Documento de origem:
>>>

AS FOTOGRAFIAS EXTRAORDINÁRIAS DO BATÁVIA
Chegados a Jacarta, vindos de Ternate, procuramos aproveitar o pouco tempo que temos da melhor maneira. No Museu Nacional percebemos a influência em Java dos mercadores hindus, bem evidente na prolífera estatuária que nos permite entender como o sincretismo religioso da Índia se pode adaptar a regiões bem diferentes daquelas onde se desenvolveu, apesar das dificuldades que um sistema de castas levanta a qualquer expansão marítima. É muito problemático encontrar um modo eficaz de compatibilizar a vida quotidiana de uma comunidade embarcada com a rígida diferenciação das castas. Como ter refeições diferenciadas? Como encontrar lugares diferentes para estar ou pernoitar? De qualquer modo, a expansão do hinduísmo para as ilhas do sul foi um facto, como verificámos em Bali. As soluções foram, afinal, encontradas. Além da estatuária e da simbologia hindu, encontramos as referências etnográficas sobre o povoamento e as habitações indonésias. Satisfazemos, por fim, a nossa curiosidade ao vermos os padrões portugueses com as armas do rei D. Manuel, que aqui se encontram, mesmo sem sabermos ao certo de onde provêm. No Café Batavia, onde se invoca e sente o ambiente colonial holandês (lembremo-nos de que o desenvolvimento de Jacarta se fez a partir da decadência de Malaca), reencontramos o encarregado de negócios de Portugal, Pedro Coelho, e temos a agradável oportunidade de contactar com elementos proeminentes da comunidade tugu. São descendentes de portugueses ou de falantes da nossa antiga língua franca vindos de Malaca, Cochim e Ceilão, cuja identidade continua marcada pelo «papiar kristang». Falam-nos com entusiasmo das suas músicas e tradições, dos seus espetáculos e da sua ligação ancestral à cultura portuguesa. Sentimos alegria e entusiasmo e há um fervilhar de ideias. Testemunham este encontro singular as paredes silenciosas do Café, repletas de fotografias extraordinárias da autoria dos melhores autores (como Man Ray e Karsh), invocando artistas, escritores e as glórias dos anos de ouro do cinema.

<<<

Secção de dados:
>>>

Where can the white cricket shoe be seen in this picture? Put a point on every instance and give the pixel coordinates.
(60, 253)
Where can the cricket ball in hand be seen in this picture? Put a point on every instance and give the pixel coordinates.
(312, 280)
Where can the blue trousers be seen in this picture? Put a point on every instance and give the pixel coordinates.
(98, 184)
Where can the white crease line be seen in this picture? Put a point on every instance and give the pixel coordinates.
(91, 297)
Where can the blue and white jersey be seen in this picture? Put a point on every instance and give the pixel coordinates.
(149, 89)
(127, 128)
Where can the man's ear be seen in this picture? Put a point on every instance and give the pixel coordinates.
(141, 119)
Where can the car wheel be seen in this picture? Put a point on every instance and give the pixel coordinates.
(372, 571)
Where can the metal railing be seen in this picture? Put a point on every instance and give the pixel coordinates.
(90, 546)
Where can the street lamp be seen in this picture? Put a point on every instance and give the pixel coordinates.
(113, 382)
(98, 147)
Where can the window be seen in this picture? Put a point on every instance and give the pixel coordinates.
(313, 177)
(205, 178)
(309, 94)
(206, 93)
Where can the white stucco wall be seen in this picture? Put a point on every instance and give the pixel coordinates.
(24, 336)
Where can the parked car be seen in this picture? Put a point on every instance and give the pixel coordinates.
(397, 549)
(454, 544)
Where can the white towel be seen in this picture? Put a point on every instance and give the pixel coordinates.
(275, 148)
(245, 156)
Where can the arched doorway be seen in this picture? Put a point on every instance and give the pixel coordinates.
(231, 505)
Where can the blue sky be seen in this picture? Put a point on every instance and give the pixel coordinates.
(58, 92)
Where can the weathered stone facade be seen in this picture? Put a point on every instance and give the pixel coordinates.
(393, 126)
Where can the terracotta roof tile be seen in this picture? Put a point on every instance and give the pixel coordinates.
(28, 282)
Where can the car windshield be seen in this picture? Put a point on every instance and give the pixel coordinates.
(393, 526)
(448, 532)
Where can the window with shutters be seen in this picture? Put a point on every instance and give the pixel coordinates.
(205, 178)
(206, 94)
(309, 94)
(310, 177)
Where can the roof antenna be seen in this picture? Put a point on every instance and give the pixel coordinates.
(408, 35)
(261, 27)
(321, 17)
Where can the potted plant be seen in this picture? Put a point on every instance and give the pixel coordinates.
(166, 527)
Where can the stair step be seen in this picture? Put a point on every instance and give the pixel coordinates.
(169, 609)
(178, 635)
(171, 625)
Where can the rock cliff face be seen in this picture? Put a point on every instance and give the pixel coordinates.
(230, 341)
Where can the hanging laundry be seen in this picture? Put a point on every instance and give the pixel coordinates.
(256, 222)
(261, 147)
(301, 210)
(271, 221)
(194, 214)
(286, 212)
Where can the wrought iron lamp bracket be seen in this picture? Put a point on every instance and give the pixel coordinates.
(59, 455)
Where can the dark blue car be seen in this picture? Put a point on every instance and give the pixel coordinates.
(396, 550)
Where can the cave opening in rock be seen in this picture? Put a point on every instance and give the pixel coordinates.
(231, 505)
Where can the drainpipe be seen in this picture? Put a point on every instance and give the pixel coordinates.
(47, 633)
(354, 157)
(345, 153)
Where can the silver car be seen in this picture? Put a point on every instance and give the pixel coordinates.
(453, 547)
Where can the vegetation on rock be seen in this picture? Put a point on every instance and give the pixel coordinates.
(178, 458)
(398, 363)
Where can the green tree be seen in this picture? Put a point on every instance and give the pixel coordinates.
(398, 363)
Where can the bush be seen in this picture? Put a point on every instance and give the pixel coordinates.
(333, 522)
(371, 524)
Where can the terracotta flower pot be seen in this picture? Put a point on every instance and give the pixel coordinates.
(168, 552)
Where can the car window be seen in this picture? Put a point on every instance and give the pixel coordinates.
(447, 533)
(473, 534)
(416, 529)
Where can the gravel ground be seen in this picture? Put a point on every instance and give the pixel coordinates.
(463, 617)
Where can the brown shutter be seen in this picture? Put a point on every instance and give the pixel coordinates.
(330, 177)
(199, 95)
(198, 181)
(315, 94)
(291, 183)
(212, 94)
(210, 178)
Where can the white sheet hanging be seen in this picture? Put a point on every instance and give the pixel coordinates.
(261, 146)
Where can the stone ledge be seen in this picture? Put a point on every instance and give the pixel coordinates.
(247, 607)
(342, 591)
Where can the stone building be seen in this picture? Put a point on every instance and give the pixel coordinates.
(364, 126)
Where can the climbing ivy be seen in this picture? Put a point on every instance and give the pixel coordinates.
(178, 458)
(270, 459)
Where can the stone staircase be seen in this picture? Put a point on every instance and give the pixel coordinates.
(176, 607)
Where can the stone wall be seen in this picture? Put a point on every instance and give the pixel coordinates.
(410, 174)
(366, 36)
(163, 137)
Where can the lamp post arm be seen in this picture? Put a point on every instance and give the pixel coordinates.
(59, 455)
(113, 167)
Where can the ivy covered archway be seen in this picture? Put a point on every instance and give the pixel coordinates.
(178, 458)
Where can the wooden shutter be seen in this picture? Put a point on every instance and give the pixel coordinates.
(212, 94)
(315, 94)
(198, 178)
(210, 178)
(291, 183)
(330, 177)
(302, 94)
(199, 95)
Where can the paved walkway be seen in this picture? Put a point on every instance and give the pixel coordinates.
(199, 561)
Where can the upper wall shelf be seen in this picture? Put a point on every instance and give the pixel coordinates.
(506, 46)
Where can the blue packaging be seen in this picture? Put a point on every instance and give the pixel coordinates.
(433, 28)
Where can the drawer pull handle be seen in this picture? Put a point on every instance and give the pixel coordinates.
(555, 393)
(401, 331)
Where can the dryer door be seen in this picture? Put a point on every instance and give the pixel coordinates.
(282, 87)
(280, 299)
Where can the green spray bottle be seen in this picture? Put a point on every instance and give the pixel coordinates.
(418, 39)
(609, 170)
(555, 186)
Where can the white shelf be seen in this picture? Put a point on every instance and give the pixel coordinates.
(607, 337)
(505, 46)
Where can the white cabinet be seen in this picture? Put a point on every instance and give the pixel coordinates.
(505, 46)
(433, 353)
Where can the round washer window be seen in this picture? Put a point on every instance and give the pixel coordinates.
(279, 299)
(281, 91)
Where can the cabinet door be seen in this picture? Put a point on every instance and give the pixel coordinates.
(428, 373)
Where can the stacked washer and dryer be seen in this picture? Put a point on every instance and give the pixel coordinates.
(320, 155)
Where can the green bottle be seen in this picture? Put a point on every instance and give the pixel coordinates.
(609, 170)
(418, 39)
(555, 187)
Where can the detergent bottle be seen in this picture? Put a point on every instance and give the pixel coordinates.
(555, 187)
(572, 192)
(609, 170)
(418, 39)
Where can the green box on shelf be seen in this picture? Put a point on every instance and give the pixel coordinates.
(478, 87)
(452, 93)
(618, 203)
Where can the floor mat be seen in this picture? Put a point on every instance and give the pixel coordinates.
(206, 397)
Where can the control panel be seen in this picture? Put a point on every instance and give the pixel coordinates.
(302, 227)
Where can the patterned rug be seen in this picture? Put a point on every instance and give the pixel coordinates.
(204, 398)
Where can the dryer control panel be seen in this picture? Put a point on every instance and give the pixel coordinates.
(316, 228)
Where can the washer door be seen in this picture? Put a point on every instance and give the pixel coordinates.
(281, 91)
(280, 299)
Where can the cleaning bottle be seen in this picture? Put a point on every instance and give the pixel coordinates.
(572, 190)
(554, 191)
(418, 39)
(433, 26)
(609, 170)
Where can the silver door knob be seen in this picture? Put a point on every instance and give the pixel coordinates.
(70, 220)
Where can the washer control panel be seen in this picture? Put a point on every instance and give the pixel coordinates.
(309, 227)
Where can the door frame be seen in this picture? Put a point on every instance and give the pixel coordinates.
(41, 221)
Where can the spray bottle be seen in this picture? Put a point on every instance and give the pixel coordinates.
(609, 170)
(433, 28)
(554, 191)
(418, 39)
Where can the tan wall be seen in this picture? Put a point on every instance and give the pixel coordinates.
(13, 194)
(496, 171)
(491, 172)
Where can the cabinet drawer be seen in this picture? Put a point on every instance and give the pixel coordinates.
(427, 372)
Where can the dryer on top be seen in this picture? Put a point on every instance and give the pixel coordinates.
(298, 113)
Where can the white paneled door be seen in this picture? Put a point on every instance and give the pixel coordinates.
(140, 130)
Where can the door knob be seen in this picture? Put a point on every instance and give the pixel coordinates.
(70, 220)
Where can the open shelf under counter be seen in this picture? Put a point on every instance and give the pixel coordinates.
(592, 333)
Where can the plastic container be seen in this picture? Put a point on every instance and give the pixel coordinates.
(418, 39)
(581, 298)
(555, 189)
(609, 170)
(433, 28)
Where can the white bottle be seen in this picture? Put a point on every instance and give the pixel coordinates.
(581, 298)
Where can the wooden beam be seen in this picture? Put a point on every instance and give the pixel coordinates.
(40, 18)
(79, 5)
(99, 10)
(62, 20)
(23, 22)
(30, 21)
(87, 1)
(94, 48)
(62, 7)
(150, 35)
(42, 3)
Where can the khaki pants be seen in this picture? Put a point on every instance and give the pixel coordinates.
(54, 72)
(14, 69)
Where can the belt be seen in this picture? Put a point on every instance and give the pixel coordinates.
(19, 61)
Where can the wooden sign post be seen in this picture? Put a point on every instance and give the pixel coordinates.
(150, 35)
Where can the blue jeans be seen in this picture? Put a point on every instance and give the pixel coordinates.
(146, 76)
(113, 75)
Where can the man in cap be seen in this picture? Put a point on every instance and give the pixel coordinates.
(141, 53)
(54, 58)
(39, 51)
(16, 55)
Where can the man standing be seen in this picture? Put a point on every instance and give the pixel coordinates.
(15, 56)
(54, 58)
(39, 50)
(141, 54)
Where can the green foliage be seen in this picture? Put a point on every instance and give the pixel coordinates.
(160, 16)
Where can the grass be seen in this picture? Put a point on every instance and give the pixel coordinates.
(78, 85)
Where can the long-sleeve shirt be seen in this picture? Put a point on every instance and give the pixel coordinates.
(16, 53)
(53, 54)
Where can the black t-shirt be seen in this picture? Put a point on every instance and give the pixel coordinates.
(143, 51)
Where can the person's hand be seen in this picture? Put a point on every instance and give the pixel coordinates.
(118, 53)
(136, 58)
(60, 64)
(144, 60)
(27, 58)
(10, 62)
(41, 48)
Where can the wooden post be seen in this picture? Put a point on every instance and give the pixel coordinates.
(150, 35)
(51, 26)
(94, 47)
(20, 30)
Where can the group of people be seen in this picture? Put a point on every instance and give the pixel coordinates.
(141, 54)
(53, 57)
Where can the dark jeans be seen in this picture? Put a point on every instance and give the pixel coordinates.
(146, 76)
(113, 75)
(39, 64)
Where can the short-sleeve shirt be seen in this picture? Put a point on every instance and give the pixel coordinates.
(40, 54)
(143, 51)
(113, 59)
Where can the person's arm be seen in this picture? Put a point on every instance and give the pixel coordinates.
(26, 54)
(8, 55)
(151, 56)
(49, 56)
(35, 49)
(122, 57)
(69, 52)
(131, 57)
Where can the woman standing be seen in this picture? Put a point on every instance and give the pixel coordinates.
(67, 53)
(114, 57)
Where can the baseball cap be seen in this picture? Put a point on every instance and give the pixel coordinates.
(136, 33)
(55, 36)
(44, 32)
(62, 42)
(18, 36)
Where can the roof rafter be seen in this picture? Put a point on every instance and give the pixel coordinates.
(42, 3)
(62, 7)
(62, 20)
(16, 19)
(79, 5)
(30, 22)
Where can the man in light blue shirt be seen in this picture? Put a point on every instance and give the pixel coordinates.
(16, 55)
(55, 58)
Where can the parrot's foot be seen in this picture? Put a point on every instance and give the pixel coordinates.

<<<

Exercícios a resolver:
1. Enumere os temas de que os membros da comunidade tugu falam com entusiasmo, segundo o texto sobre a visita a Jacarta.
2. Retome o texto sobre a visita a Jacarta logo a seguir à sua última frase e prossiga-o com um novo parágrafo.

Respostas por exercício:
1.
- as suas músicas
- as suas tradições
- os seus espetáculos
- a sua ligação ancestral à cultura portuguesa

2.
OS IRMÃOS DA COMUNIDADE DE TUGU
Rapidamente passamos em revista mentalmente a sucessão de lugares, experiências e pessoas dos últimos dias – e com os amigos de Tugu percebemos que, se é verdade que há muito não falam ou ouvem o português, a verdade é que nas festas populares é a reminiscência da nossa língua que faz a diferença. Cada vez menos pessoas falam o português herdado do século XVI, mas notamos uma enorme vontade de preservação dessa memória, pela aprendizagem da língua contemporânea e pelo estudo e renovação das modas tradicionais. Uma jovem, de olhar vivo, confidenciou-nos, com legítimo e incontido orgulho, que está a aprender português contemporâneo. Naquele momento, voltámos a lembrar Tidore, as águas cálidas e vulcânicas, o fantástico banho de mar do dia anterior, a hospitalidade inexcedível. Quando deixámos Jacarta, a caminho de Singapura e nos despedimos dos irmãos de Tugu, ficou a promessa de que não esqueceremos as suas canções e o seu profundo e sentido apego à nossa antiga língua comum partilhada há quatro séculos.